* [Material for this task]:
—————
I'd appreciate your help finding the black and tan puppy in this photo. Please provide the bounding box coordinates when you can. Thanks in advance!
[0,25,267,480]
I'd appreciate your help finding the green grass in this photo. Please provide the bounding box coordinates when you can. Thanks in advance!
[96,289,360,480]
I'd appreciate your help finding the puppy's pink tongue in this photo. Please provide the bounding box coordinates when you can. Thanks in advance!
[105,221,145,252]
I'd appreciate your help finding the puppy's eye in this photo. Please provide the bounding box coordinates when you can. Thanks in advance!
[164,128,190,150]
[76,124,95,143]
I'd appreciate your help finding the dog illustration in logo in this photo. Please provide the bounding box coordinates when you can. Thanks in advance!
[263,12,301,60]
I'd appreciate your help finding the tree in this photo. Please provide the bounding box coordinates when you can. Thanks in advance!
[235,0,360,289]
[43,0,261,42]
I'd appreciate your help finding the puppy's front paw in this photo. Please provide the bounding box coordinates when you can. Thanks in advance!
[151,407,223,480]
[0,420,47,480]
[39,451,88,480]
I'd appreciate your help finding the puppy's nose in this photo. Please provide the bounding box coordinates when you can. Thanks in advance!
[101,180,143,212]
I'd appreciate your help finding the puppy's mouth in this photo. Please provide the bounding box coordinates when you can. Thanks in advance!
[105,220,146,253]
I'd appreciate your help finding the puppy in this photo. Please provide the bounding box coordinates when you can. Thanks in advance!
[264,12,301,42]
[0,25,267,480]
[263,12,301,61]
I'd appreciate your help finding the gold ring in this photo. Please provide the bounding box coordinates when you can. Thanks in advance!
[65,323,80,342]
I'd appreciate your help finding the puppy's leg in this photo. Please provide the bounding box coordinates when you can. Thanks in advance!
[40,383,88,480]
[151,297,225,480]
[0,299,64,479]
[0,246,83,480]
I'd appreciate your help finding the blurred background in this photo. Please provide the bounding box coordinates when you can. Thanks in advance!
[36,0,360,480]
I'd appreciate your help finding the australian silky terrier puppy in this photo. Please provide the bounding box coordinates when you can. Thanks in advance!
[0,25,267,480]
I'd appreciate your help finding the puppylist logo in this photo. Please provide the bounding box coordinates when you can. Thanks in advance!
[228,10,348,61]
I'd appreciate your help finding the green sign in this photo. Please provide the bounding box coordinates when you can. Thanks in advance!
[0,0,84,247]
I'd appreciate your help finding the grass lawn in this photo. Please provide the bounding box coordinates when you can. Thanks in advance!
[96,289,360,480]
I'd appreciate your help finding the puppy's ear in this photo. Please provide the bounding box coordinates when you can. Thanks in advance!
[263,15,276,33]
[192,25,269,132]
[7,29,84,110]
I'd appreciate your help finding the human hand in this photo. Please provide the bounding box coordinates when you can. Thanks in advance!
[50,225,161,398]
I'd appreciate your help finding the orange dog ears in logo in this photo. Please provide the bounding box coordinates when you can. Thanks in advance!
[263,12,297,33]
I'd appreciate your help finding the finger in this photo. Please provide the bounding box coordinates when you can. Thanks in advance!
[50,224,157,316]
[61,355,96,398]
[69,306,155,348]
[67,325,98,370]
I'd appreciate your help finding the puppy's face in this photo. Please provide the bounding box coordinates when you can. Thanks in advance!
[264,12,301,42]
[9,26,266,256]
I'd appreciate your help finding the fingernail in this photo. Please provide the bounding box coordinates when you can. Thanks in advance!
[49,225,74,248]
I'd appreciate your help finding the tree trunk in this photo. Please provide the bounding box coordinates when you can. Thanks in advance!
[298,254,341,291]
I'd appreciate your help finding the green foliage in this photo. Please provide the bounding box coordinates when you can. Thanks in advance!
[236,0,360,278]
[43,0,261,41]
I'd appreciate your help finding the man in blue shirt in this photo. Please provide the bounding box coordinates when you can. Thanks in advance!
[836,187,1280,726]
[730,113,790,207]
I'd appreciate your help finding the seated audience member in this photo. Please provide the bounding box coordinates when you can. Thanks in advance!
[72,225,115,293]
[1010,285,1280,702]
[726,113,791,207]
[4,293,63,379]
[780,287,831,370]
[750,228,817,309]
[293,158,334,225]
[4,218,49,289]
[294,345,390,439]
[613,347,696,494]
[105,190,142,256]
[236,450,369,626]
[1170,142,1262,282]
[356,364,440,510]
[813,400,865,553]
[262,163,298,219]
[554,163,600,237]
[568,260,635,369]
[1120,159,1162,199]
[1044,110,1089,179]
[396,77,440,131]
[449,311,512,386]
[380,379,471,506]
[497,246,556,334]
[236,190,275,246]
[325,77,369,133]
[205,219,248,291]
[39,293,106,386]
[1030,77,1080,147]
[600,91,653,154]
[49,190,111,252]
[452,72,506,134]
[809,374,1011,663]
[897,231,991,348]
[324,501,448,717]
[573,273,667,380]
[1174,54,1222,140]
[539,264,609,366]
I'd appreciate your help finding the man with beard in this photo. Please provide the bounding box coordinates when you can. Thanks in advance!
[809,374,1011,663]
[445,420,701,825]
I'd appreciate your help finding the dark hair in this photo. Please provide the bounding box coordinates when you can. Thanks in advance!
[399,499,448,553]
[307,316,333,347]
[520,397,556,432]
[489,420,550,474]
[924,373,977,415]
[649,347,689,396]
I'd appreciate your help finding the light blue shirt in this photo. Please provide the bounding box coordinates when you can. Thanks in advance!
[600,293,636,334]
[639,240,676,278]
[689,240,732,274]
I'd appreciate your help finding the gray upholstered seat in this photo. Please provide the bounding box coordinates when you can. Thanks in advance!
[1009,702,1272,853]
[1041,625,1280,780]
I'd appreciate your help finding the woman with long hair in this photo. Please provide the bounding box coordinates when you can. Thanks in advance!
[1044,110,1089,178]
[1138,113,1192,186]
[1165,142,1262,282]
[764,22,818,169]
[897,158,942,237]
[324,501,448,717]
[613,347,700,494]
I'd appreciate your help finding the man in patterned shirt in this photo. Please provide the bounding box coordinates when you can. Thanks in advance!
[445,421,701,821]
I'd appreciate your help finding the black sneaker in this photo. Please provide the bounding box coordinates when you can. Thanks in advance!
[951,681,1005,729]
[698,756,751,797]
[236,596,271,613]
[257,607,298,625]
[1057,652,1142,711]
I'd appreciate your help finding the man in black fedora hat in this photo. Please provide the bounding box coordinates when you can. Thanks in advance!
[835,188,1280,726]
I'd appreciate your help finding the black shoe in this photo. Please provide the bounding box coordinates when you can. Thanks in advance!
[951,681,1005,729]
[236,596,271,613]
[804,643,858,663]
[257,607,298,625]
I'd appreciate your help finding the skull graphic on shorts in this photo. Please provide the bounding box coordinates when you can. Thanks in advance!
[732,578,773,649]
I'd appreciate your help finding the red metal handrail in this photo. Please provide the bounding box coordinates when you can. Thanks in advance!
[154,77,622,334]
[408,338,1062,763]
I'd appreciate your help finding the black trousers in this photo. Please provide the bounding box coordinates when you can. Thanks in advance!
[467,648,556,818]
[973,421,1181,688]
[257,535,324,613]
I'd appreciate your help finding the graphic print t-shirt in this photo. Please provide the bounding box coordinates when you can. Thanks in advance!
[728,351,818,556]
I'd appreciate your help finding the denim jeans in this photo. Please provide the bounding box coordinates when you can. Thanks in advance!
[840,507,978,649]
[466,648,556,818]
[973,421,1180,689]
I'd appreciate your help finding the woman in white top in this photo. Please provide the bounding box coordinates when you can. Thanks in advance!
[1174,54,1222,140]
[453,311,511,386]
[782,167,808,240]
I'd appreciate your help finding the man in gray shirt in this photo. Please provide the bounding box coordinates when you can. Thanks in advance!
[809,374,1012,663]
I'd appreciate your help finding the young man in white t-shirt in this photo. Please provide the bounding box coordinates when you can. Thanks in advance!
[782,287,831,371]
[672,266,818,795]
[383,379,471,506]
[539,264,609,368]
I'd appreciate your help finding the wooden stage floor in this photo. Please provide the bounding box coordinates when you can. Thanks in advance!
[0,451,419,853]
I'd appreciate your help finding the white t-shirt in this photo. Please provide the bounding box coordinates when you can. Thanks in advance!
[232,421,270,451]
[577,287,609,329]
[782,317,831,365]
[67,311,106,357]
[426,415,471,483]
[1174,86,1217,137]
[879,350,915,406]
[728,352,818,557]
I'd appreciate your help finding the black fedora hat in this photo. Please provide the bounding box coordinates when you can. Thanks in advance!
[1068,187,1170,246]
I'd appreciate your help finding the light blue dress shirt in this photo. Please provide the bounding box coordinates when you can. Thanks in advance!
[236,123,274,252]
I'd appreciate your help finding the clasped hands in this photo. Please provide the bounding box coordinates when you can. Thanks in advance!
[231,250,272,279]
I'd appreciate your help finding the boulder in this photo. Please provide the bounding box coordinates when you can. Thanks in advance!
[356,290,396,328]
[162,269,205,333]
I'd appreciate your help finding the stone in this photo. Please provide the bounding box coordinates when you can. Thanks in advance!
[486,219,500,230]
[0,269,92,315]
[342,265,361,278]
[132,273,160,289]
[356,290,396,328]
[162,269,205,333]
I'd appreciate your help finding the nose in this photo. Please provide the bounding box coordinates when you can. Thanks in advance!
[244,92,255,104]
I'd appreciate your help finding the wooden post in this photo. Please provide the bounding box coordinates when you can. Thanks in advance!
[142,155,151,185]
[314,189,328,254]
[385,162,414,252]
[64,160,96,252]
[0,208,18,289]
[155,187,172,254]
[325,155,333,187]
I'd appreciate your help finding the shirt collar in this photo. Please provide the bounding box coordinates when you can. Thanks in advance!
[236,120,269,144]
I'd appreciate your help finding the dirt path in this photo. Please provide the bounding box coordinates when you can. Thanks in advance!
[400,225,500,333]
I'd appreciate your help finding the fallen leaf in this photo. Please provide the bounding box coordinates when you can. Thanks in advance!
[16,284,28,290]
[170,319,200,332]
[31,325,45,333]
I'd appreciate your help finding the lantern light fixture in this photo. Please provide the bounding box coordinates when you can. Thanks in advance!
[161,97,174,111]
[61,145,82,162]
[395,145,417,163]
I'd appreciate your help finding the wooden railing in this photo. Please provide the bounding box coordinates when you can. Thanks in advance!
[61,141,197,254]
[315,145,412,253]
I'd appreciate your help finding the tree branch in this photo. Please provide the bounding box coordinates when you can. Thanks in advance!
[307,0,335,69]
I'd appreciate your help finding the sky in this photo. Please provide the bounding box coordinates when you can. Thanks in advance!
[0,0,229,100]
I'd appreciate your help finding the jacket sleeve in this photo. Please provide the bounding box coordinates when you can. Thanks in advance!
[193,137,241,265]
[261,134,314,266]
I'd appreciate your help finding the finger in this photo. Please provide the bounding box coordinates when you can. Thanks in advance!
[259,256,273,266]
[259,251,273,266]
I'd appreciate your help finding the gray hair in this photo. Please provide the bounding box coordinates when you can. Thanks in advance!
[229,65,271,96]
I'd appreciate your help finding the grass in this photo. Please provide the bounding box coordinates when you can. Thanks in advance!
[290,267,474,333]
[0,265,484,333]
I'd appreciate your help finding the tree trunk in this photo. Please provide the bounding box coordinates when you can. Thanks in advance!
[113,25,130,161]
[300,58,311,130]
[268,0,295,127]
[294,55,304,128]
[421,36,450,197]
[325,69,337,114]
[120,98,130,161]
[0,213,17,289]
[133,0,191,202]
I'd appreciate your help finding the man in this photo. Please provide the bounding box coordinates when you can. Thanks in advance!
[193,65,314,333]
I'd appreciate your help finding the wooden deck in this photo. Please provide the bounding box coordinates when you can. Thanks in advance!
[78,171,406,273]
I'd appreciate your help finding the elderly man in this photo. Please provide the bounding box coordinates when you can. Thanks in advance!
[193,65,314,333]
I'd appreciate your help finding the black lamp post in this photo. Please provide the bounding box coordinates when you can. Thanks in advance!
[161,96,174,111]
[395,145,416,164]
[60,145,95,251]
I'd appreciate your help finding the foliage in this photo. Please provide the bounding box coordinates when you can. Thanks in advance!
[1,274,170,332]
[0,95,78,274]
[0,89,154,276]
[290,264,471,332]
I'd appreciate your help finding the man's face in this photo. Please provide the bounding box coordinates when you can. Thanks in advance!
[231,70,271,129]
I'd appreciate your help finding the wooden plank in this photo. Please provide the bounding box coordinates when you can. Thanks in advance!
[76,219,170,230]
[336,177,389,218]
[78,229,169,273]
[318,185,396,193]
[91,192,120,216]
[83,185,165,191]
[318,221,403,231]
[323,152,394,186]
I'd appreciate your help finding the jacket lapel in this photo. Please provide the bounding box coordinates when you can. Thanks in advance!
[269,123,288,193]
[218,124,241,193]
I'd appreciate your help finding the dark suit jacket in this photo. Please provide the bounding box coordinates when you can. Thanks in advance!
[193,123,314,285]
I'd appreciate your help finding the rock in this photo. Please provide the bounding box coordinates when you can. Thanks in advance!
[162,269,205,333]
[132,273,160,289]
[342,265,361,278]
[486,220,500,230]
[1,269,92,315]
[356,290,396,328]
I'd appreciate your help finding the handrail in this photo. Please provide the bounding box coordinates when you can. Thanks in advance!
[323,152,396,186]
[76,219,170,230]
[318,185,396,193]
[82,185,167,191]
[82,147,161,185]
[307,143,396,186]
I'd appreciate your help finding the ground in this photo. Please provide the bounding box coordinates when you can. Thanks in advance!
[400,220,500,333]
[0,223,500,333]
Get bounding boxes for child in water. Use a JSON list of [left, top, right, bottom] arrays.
—————
* [Given exercise]: Rewrite the lines above, starting with the line containing "I'd appreciate your help finding the australian" and going on through the line containing "[50,225,161,398]". Increase every bounding box coordinate by 101 and leave all other text unchanged.

* [Response to this task]:
I'd appreciate your help finding the australian silky terrier puppy in this photo. Please provide the bounding box coordinates when you can. Thanks in advance!
[101,126,368,581]
I'd appreciate your help finding the puppylist logo in this photo. Please provide the bounding box coordinates when you can. Thanks in advance!
[329,111,449,162]
I'd appreciate your help finding the green sign in this photo. Please provide the bounding box coordinates when you can. Thanks in advance!
[101,101,185,348]
I'd appreciate your help finding the grass lawn in this photo. Please provide the bounding box coordinates when you can. Thanks in advance!
[197,390,461,581]
I'd appreciate your help finding the puppy's ear in this photo. Please provide the bounding box coordinates when you can. Thanks in advance!
[364,116,377,134]
[293,126,370,233]
[108,130,185,211]
I'd appreciate your help finding the human hand in this photo. Please provide the bounding box coordinates when you can. Thanks in advance!
[151,326,262,499]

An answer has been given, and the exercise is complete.